• EXTRACT TO READ:

Irish Covid-19 supports among world’s most generous – OECD report
Real disposable income in Irish households – after-tax income adjusted for inflation – grew close to 8pc in 2020
Irish Covid supports were amongst the most generous in the developed world, a study has shown.
Real disposable income in Irish households – after-tax income adjusted for inflation – grew close to 8pc in 2020, the highest rate amongst a group of 31 (mainly European) countries studied by the Organisation for Economic Cooperation and Development (OECD).
The Paris-based OECD said the 2020 growth rate was double the average in the four years to 2019.
Households in Lithuania, Canada, the US and Australia also saw significant income growth in 2020, although most dropped back to four-year averages in 2021.
Irish data for 2021 is not yet available.
Real incomes grew just under 8pc in Lithuania, over 7pc in Canada and close to 6pc in the US and Australia.
“In some countries, such as Australia, Canada, Ireland, Lithuania and the United States, extraordinary government support, often in the form of cash transfers and other benefits, resulted in an unusually strong increase in real incomes in 2020,” the OECD said in its annual Tax Policy Reforms report on Wednesday.

• DATA FOR ANALYSIS:
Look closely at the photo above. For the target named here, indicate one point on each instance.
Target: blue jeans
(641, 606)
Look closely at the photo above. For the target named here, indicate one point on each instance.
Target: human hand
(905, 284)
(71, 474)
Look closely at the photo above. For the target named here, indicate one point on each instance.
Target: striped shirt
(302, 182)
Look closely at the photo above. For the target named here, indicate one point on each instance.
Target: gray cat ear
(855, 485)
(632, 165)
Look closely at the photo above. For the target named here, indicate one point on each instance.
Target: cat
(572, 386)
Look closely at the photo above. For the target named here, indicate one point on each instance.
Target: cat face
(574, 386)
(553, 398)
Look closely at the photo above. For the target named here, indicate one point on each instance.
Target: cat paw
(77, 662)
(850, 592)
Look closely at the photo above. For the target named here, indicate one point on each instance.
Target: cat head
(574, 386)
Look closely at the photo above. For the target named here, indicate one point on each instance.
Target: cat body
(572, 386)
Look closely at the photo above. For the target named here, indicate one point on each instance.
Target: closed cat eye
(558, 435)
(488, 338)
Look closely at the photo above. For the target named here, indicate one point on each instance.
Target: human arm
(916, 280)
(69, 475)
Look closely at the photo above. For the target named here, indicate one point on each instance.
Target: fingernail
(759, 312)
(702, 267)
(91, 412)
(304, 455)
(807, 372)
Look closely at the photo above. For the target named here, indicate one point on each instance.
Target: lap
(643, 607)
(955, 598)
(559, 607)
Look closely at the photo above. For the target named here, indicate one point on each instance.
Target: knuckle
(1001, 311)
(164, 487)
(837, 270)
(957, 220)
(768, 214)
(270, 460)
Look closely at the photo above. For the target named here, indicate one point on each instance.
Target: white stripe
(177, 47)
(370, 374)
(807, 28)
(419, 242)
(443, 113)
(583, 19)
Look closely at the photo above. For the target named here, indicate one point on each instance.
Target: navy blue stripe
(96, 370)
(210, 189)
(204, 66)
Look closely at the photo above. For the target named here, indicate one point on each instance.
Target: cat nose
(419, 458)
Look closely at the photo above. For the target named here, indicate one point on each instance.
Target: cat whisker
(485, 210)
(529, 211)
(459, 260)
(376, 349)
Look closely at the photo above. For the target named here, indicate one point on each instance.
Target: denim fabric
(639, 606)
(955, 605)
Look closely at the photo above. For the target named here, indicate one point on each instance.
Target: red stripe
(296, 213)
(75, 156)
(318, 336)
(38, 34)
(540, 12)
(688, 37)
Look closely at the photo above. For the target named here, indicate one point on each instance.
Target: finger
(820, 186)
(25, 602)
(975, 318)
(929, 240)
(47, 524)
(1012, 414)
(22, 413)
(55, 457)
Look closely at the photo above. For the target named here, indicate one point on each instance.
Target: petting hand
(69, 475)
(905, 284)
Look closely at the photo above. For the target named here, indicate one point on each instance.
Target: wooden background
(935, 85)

• DIRECTIONS FOR THIS TASK: Write out the passage of the article on Irish Covid-19 supports from "The Paris-based OECD" to "report on Wednesday.", reproducing its wording without any change.

• SOLUTION:
The Paris-based OECD said the 2020 growth rate was double the average in the four years to 2019.
Households in Lithuania, Canada, the US and Australia also saw significant income growth in 2020, although most dropped back to four-year averages in 2021.
Irish data for 2021 is not yet available.
Real incomes grew just under 8pc in Lithuania, over 7pc in Canada and close to 6pc in the US and Australia.
“In some countries, such as Australia, Canada, Ireland, Lithuania and the United States, extraordinary government support, often in the form of cash transfers and other benefits, resulted in an unusually strong increase in real incomes in 2020,” the OECD said in its annual Tax Policy Reforms report on Wednesday.